> **Richiesta A**
Stampa il passo dell'articolo sulle piogge epocali compreso tra "Piogge epocali e" e "modo meno opportuni.", estremi inclusi.
> **Richiesta B**
Fornisci il seguito dell'articolo sulle piogge epocali, a partire da dopo la sua ultima frase.

Piogge epocali e articoli d’Accademia

Né io né Ardeni possiamo sapere se ci siano colpe individuali o politiche per quanto sta accadendo in questi giorni. Una volta finita l’emergenza sarà la magistratura, e non le nostre rispettive opinioni, a stabilire eventuali responsabilità per quanto successo. Quel che è certo è che aizzare il malcontento contro la politica, mentre la politica è là fuori a cercare di contenere come può il disastro, rischia di apparire un’attività tranciante e ingenerosa

di Pier Francesco Di Biase, caporedattore cB


Non posso purtroppo fare a meno di pensare, da editore e da lettore, che l’ultimo intervento di Ardeni (qui) sulla nostra rivista arrivi nel momento e nel modo meno opportuni.

Di fronte a 100 mm d’acqua in città in 24 ore e ai più di 200 sull’Appennino (qui), non c’è opinione che tenga. E nemmeno argine. E a poco serve raccontarsi, come fa Pier Giorgio, che se fosse stato fatto questo o quello da amministrazioni di ogni forma e colore, il ciclone avrebbe avuto effetti molto più lievi.

Certo è sacrosanto ricordare a tutti noi che catastrofi naturali come quella che stiamo vivendo non sono un caso, bensì la conseguenza di un cambiamento climatico di cui siamo i principali responsabili. Ma lo è altrettanto riconoscere che tanta pioggia, e in così poco tempo, nessuno da queste parti l’aveva vista mai.

(Righe di dati)
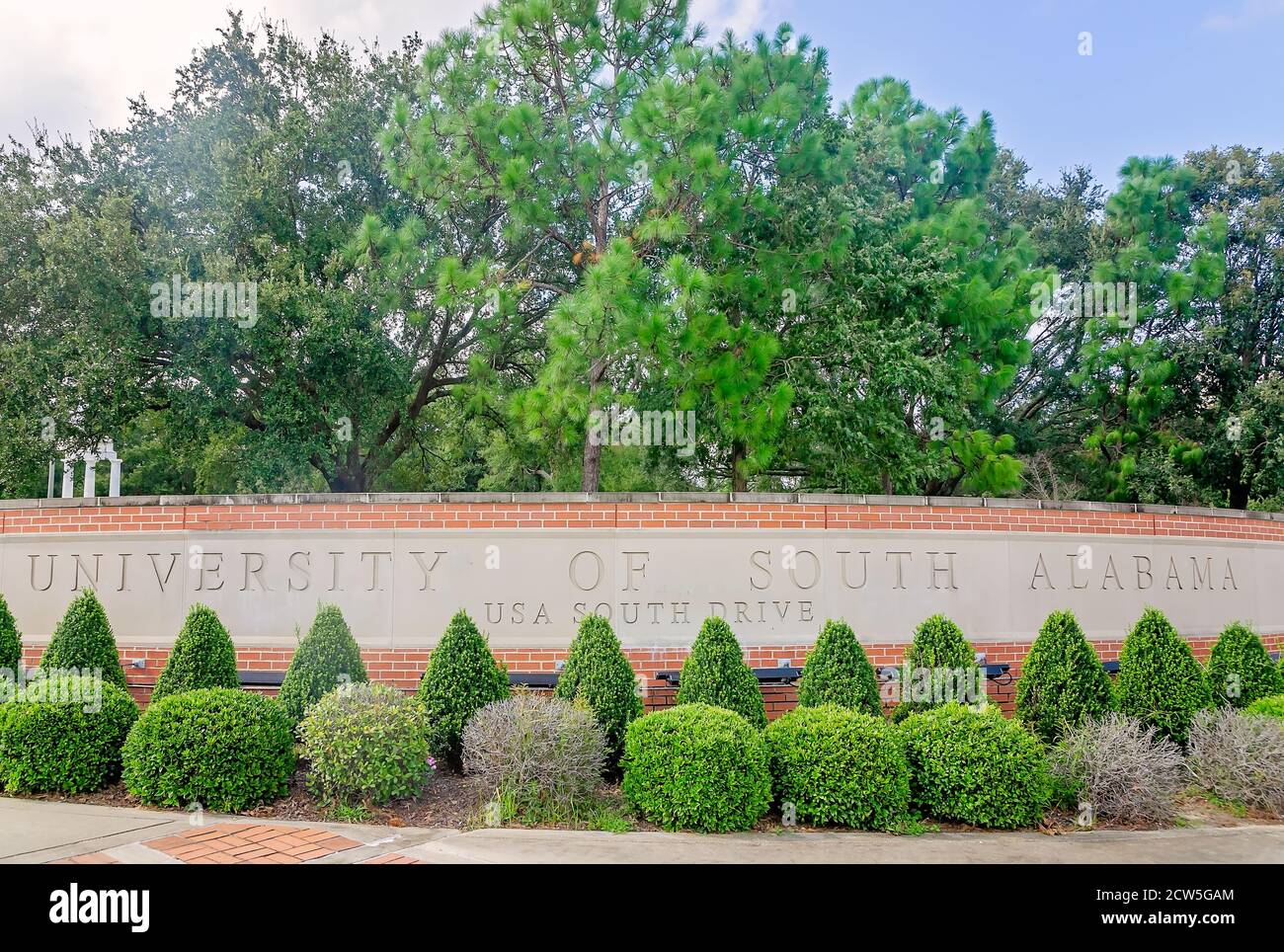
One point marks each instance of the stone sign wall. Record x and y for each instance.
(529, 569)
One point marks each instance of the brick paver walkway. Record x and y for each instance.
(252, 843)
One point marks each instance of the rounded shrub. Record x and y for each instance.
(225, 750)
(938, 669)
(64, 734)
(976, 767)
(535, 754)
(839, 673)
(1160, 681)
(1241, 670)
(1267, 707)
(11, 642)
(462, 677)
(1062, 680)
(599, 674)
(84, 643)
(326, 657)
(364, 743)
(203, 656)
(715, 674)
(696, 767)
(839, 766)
...
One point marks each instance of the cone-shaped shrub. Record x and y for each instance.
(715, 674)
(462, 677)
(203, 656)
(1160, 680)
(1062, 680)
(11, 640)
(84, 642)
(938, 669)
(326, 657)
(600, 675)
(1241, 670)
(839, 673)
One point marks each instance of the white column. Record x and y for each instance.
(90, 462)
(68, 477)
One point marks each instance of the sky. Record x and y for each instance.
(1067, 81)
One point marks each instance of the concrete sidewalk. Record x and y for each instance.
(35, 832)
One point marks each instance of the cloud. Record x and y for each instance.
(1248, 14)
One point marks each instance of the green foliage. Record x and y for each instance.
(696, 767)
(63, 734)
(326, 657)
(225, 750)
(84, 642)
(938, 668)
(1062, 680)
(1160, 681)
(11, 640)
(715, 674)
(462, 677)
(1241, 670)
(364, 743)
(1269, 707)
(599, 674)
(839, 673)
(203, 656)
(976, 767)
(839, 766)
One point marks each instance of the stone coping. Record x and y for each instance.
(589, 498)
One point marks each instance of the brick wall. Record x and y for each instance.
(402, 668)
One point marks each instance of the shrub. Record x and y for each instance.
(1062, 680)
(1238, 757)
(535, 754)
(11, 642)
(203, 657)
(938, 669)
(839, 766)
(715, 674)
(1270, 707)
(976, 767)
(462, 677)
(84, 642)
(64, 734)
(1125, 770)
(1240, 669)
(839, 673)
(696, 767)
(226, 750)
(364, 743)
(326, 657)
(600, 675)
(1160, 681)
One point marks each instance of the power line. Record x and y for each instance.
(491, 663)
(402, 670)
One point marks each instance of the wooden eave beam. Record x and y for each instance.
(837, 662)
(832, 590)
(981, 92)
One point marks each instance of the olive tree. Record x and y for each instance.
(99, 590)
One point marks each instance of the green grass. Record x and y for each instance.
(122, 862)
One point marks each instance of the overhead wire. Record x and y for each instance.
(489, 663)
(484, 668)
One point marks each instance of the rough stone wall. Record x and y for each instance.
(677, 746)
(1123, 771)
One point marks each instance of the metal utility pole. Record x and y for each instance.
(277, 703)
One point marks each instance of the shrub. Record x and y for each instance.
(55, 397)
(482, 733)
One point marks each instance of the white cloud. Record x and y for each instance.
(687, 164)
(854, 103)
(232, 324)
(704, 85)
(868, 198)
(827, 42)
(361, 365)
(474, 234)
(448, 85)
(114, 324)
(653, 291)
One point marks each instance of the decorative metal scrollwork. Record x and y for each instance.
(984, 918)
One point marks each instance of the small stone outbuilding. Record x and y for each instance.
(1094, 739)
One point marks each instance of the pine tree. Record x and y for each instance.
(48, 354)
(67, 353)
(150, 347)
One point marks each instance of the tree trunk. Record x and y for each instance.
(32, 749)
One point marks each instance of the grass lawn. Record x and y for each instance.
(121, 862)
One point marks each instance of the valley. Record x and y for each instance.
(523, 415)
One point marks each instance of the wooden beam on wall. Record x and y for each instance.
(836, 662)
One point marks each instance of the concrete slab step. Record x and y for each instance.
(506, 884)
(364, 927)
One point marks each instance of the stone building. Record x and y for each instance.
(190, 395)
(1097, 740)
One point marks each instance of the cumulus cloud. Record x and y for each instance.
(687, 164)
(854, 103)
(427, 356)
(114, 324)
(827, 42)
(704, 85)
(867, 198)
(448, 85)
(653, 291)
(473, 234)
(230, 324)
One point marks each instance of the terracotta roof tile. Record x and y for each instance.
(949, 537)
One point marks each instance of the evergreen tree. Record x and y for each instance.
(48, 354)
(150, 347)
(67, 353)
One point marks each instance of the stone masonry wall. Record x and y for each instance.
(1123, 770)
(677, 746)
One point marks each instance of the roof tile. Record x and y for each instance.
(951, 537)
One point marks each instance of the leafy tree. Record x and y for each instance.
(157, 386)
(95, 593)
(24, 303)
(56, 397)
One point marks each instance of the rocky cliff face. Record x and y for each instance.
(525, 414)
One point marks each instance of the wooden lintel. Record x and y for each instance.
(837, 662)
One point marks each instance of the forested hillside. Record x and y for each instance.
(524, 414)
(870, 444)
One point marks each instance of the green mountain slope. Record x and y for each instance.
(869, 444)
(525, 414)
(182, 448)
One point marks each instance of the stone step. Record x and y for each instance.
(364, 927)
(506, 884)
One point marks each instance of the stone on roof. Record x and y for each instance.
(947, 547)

> **Risposta scritta A**
Piogge epocali e articoli d’Accademia

Né io né Ardeni possiamo sapere se ci siano colpe individuali o politiche per quanto sta accadendo in questi giorni. Una volta finita l’emergenza sarà la magistratura, e non le nostre rispettive opinioni, a stabilire eventuali responsabilità per quanto successo. Quel che è certo è che aizzare il malcontento contro la politica, mentre la politica è là fuori a cercare di contenere come può il disastro, rischia di apparire un’attività tranciante e ingenerosa

di Pier Francesco Di Biase, caporedattore cB


Non posso purtroppo fare a meno di pensare, da editore e da lettore, che l’ultimo intervento di Ardeni (qui) sulla nostra rivista arrivi nel momento e nel modo meno opportuni.

> **Risposta scritta B**
Perché sia chiaro, questo non significa pretendere che qualcosa non sia andato storto. Qualunque geologo di questa città, infatti, sa quale sia la portata misera del torrente Ravone, così come qualunque fisico conosce l’equazione di Bernoulli e la legge di Pascal. Pertanto, assumere come si fa da più parti che il solaio di un negozio sia l’unico responsabile di quanto avvenuto in via Saffi è quantomeno un azzardo. Anche senza sapere che i lavori di rafforzamento della conduttura sono già previsti, ma sono (erano?) stati accorpati a quelli, futuri, per il tram.

Quello che invece si dovrebbe pretendere, soprattutto da chi vanta un background accademico, è il rifiuto di luoghi comuni e cliché come base del proprio ragionamento. Da che mi ricordi, a ogni inondazione o frana la tiritera è sempre la stessa: ci si divide tra chi “mai avrebbe immaginato” e chi “l’ha sempre detto”, si indice la caccia alle streghe – o alle nutrie – che hanno causato il disastro, ci si autoaccusa di terrorismo climatico o si dà la colpa all’amministrazione «improvvida». Un dibattito futile e in cui molto spesso, pur di illudersi di avere ragione, si finisce per fare di tutta l’erba un fascio.

Dice bene Ardeni, quando ricorda che la nostra regione è terza in Italia per consumo di suolo: una statistica per cui dobbiamo fare velocemente ammenda, e che senz’altro è concausa dei problemi. Dice male, invece, quando assicura che presidiando e ripopolando la montagna, o controllando ancor di più i fiumi, questi non daranno pensieri.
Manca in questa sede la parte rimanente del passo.